=== What is needed ===
Rewrite the lines below from the one containing "Tag the willet" through the end of the records, requests included. Shift every coordinate in the answers by adding 118 to each number.

[Point labeling dataset excerpts]
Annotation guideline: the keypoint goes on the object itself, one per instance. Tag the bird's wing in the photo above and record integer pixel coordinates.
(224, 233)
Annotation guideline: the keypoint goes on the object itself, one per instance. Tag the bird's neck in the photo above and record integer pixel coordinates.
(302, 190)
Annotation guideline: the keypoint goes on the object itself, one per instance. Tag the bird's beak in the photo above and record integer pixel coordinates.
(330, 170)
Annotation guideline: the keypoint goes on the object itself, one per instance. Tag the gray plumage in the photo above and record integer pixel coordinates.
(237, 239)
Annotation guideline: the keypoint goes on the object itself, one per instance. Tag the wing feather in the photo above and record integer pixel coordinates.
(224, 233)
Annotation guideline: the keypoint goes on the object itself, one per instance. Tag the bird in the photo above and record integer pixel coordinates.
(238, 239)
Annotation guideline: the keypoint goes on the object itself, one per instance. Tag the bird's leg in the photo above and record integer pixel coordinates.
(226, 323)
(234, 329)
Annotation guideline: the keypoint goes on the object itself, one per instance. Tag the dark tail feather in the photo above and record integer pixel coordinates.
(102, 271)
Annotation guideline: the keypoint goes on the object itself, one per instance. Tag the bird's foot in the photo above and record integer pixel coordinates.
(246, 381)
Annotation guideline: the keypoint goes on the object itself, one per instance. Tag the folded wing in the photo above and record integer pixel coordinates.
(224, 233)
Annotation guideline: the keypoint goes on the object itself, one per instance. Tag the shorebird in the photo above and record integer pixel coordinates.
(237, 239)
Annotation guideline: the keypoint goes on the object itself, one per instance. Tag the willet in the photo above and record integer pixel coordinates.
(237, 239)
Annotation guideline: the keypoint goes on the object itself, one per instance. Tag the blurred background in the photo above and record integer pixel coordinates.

=== Solution ===
Annotation guideline: the keypoint goes on the object itself, one per instance. Tag the willet in the photo above and record integer pixel coordinates.
(355, 357)
Annotation guideline: the keypoint goes on the object itself, one per instance. Tag the blurred background in the photo above and record integer pixel coordinates.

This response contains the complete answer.